# PASSAGE FOR REVIEW
☆ ☆ ☆ ☆

Canada’s rental housing market tightened last year amid surging demand that outpaced supply, even as many large cities added units, a new report from the Canada Mortgage and Housing Corporation (CMHC) has found.

The national vacancy rate for purpose-built rental apartments dropped to 1.9 per cent in 2022 from 3.1 per cent a year earlier, according to the CMHC’s Rental Market Report – the lowest level recorded since 2001.

The report said higher migration and rising home ownership costs drove up demand, while higher mortgage rates made it more challenging for renters to consider home ownership.

Affordability has been a challenge for renters, said CMHC chief economist Bob Dugan, particularly for people with lower incomes who have few options available within their price range.

“Lower vacancy rates and rising rents were a common theme across Canada in 2022,” Dugan said in the report.

“The current conditions reinforce the urgent need to accelerate housing supply and address supply gaps to improve housing affordability for Canadians.”


Rent growth hit a new record high, the report said, with the annual rent for a two-bedroom apartment growing 5.6 per cent between 2021 and 2022.

Rents rose significantly more for two-bedroom units that turned over to new tenants, at 18.3 per cent compared with 2.9 per cent for apartments with no tenant turnover.

In Toronto, turnover units saw 29.1 per cent rent growth compared with 2.3 per cent for non-turnover units. This phenomenon created affordability challenges for renters trying to find new housing, the report said.


Students returning to campuses after years of pandemic remote learning contributed to the squeeze in several cities, the report noted, as well as more migration that picked up speed as pandemic restrictions eased.

New immigrants have a “high tendency to rent,” the report said, with most new immigrants landing in Ontario, B.C. and Québec and the Prairies seeing more interprovincial migration.

In Toronto, the primary rental apartment vacancy rate fell to 1.7 per cent in 2022 from 4.4 per cent the year before, as the economy and immigration trends saw fewer disruptions.

Montreal’s vacancy rate fell to 2.3 per cent from 3.7 per cent, and rent increases were particularly high, while in Vancouver, demand for rental housing increased faster than supply, bringing the vacancy rate to 0.9 per cent from 1.2 per cent in 2021.

Calgary’s vacancy rate dropped to 2.7 per cent from 5.1 per cent a year earlier, its lowest level since 2014 amid economic growth.

Condominiums, which “play a significant role in the supply of rental housing,” saw an average vacancy rate of 1.6 per cent across the country, representing essentially no change from 2021, and rents for two-bedrooms increased to $1,930 from $1,771.

“The tightness of both the rental condominium and purpose-built rental markets therefore had a common driver: the outpacing of strong supply growth by even stronger demand growth,” the report said.

☆ ☆ ☆ ☆

(Records from a data collection)
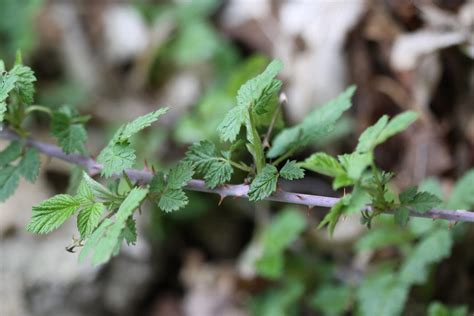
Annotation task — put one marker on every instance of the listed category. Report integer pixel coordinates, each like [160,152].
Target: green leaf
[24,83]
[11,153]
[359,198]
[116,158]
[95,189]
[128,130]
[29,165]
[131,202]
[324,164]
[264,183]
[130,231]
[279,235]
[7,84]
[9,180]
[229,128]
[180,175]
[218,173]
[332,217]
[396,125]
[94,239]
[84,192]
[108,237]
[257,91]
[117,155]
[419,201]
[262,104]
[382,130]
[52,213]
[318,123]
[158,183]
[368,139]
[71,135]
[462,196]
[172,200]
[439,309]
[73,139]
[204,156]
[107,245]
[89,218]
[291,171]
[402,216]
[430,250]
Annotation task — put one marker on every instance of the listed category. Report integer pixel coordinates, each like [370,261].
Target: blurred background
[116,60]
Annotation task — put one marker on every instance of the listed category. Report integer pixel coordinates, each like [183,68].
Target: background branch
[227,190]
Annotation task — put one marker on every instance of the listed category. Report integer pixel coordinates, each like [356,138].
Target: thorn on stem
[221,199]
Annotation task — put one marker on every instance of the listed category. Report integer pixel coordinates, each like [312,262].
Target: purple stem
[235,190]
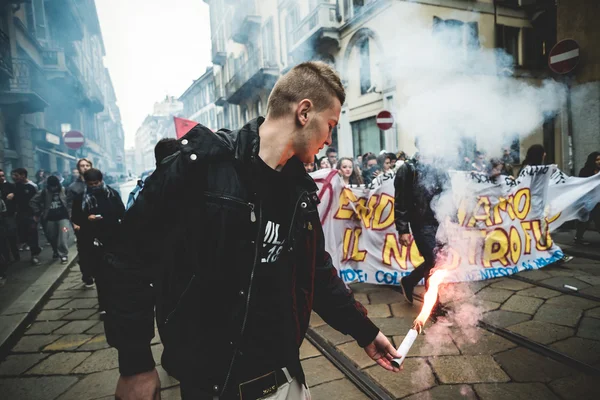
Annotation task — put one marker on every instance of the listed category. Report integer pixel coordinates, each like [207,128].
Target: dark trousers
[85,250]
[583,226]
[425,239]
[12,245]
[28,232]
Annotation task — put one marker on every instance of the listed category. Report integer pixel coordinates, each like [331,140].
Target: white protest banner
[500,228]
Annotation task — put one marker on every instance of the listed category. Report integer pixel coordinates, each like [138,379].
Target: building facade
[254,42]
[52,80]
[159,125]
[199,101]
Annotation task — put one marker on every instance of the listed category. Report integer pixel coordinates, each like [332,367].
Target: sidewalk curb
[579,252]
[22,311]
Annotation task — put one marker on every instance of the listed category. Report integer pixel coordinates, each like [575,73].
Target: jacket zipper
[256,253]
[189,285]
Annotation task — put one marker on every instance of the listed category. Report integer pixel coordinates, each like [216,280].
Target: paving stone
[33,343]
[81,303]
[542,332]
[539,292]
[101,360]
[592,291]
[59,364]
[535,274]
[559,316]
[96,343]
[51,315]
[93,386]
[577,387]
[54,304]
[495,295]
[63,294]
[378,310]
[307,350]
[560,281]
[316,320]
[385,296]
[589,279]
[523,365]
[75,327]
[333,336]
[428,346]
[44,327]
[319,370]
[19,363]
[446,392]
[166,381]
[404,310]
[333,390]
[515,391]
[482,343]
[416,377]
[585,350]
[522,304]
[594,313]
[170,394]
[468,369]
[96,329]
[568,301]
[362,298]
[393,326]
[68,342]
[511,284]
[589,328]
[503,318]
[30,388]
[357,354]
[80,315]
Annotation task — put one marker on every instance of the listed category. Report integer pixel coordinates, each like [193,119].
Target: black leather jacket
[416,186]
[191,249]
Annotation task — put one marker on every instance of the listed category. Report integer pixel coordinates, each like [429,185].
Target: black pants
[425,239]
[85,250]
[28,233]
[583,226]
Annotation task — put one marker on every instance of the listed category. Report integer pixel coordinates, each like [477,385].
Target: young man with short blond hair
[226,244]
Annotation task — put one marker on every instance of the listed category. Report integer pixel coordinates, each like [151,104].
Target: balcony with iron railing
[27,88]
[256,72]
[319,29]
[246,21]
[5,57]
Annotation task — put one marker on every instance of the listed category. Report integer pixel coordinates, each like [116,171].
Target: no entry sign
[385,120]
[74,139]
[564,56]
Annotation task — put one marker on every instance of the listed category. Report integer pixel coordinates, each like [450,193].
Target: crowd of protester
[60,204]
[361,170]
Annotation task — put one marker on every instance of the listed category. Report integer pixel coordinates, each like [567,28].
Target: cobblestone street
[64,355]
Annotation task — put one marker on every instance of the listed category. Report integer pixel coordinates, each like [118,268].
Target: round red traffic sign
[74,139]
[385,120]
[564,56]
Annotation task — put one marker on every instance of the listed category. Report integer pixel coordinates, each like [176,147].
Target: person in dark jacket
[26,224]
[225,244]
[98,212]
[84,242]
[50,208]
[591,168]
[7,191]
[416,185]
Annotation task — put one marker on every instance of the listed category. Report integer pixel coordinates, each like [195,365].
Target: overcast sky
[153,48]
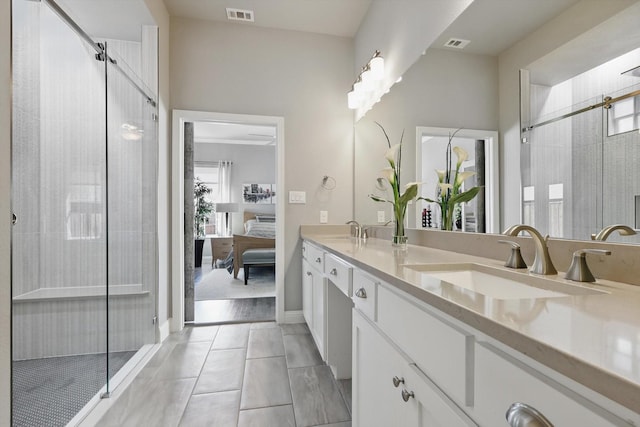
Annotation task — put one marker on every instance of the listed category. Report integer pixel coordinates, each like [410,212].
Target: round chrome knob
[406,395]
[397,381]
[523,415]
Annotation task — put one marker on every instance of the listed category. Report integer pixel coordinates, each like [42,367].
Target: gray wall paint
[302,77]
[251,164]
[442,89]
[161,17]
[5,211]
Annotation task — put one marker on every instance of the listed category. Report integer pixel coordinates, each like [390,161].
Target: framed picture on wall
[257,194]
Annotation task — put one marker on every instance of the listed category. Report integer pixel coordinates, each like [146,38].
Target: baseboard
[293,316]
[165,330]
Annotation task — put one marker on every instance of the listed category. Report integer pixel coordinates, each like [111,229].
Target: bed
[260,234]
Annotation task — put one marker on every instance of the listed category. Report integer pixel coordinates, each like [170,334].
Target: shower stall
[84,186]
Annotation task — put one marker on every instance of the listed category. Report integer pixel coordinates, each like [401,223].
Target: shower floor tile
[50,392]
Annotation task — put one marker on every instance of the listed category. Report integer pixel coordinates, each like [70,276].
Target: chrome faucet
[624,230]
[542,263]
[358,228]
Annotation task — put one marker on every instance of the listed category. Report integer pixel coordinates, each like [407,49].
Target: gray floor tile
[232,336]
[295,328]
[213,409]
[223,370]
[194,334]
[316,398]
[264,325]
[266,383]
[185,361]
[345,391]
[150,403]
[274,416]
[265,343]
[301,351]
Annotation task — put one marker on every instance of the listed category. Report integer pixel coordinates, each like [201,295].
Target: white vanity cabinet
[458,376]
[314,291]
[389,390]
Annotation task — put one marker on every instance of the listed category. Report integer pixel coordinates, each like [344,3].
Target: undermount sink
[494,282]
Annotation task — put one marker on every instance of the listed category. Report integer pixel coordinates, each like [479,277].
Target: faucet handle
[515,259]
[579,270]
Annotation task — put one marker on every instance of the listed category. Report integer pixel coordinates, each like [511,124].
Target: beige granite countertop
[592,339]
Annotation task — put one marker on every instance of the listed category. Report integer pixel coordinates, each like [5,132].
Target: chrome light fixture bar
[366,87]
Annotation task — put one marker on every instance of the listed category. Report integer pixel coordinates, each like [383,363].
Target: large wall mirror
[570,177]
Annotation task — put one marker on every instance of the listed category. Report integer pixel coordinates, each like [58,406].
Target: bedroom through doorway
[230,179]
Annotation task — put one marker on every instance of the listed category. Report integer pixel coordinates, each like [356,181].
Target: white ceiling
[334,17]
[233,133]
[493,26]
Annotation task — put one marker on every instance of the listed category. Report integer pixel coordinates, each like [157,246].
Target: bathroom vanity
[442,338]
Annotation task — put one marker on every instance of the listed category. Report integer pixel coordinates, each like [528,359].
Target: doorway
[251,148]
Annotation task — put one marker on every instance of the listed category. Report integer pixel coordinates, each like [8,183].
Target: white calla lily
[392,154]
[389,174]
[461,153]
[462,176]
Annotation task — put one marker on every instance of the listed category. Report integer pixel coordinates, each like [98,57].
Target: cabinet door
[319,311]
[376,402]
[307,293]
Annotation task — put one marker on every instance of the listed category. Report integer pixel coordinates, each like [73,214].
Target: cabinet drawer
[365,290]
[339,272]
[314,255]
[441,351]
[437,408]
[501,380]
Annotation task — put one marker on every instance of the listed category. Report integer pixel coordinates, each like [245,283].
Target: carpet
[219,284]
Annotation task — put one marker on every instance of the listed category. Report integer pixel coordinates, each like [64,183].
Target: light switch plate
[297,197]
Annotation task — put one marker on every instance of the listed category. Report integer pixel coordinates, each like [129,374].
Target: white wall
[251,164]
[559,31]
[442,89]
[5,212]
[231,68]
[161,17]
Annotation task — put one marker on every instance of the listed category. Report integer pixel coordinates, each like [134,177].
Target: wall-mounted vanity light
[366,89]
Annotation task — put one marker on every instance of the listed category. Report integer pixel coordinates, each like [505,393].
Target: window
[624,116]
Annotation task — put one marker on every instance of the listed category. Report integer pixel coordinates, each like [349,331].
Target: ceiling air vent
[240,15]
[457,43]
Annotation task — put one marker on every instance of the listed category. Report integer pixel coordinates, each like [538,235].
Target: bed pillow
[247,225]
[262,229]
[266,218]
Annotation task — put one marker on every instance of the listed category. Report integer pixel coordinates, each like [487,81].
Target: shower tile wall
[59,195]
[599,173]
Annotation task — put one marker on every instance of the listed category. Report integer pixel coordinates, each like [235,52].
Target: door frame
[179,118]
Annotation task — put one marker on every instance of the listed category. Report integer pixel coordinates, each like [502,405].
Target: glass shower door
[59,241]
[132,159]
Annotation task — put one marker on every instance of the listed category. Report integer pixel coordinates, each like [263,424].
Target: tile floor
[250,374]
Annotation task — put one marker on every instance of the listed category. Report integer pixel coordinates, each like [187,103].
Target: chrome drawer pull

☆ ☆ ☆ ☆

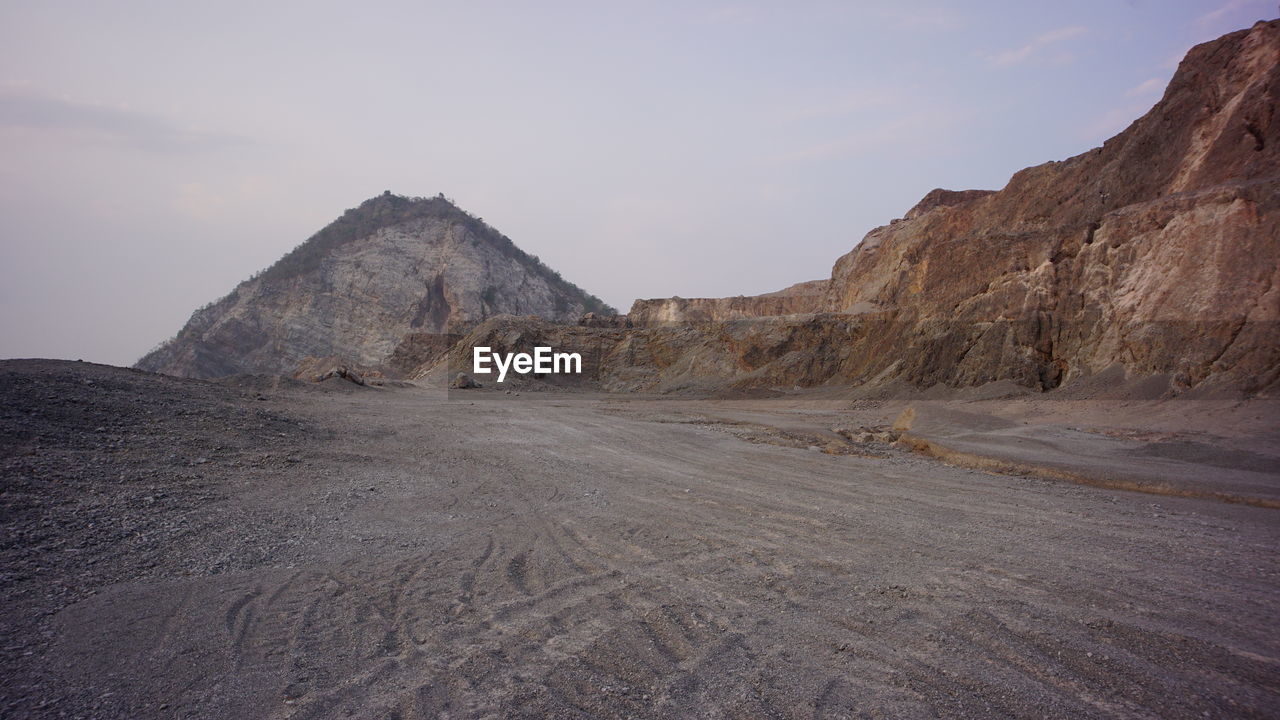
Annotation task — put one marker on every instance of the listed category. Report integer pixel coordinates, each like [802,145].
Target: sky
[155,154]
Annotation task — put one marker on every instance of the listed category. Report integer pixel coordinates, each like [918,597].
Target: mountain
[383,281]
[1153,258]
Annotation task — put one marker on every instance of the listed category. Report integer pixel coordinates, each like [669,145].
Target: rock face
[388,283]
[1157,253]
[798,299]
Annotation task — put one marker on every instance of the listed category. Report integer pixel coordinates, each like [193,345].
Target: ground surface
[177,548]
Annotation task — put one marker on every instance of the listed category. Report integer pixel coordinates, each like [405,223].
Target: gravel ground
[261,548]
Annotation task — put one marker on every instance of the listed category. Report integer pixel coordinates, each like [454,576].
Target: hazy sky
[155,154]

☆ ☆ ☆ ☆

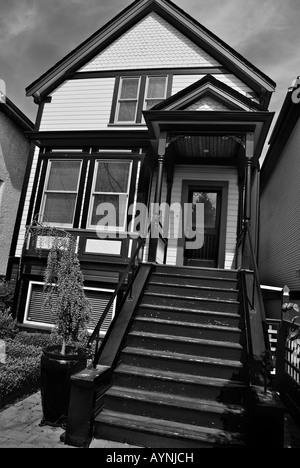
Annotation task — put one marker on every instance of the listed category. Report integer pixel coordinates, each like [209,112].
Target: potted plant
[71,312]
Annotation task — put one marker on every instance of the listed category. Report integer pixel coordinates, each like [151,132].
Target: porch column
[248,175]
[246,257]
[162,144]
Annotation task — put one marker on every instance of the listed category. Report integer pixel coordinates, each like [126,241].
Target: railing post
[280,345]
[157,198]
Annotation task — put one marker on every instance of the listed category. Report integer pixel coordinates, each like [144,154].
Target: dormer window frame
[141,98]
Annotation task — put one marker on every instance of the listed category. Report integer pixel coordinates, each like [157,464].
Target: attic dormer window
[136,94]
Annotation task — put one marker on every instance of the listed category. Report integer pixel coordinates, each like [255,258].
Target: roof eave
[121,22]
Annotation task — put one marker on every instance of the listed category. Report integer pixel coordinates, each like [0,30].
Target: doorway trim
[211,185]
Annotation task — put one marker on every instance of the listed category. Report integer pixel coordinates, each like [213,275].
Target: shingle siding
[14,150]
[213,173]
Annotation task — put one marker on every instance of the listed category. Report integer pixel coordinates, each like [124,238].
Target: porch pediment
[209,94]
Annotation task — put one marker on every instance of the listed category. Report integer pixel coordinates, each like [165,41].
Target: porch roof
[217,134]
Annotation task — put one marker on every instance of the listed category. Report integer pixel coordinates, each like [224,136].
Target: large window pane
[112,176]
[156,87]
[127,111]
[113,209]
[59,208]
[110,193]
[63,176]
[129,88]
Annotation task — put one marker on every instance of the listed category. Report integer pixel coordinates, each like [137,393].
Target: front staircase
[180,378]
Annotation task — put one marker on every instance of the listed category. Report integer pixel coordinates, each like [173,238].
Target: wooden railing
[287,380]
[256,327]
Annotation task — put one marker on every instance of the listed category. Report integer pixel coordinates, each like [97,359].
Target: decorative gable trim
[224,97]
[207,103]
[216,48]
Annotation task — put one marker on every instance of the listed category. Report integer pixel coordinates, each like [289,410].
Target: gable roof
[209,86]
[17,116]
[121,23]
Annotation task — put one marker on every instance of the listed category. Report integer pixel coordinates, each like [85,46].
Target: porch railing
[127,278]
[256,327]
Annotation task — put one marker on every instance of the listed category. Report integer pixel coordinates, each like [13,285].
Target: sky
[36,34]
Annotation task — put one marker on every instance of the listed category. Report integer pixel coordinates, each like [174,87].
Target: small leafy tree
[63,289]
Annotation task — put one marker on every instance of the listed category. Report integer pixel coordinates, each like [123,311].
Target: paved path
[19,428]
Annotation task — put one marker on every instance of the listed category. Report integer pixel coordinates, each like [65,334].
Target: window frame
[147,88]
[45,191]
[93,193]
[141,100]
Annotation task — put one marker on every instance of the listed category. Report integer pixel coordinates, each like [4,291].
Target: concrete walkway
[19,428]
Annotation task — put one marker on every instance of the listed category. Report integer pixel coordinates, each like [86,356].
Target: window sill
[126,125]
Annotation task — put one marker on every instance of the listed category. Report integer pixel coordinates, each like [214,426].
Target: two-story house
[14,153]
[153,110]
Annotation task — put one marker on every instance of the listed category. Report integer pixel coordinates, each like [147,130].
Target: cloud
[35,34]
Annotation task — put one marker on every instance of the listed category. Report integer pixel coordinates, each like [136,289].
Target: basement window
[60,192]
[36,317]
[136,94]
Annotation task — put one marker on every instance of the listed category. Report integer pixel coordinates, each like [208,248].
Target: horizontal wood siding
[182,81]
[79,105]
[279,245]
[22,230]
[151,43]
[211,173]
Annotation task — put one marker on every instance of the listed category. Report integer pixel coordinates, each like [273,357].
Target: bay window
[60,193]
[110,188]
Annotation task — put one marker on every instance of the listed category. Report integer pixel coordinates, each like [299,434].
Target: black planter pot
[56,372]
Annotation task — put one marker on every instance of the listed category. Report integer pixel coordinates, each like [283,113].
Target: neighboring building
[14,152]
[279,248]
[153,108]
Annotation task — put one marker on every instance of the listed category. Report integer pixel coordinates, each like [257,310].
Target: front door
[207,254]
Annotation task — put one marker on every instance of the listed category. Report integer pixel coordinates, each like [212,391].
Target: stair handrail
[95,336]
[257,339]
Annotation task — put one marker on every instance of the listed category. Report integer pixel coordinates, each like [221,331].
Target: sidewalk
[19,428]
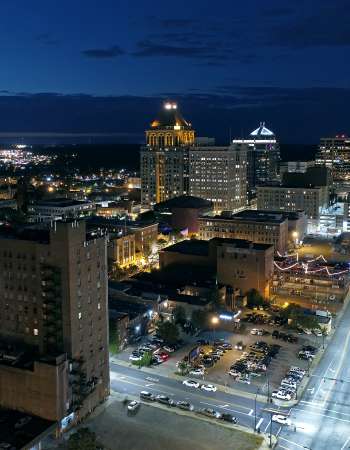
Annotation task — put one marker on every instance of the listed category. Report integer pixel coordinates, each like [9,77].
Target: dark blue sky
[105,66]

☆ ☆ ☆ ☆

# ASSIGNED TASK
Write out the passage on Canada's rental housing market word for word, between "The national vacancy" and "consider home ownership.", inclusive. The material above was drawn from a separate source.

# RESULT FOR THIS TASK
The national vacancy rate for purpose-built rental apartments dropped to 1.9 per cent in 2022 from 3.1 per cent a year earlier, according to the CMHC’s Rental Market Report – the lowest level recorded since 2001.

The report said higher migration and rising home ownership costs drove up demand, while higher mortgage rates made it more challenging for renters to consider home ownership.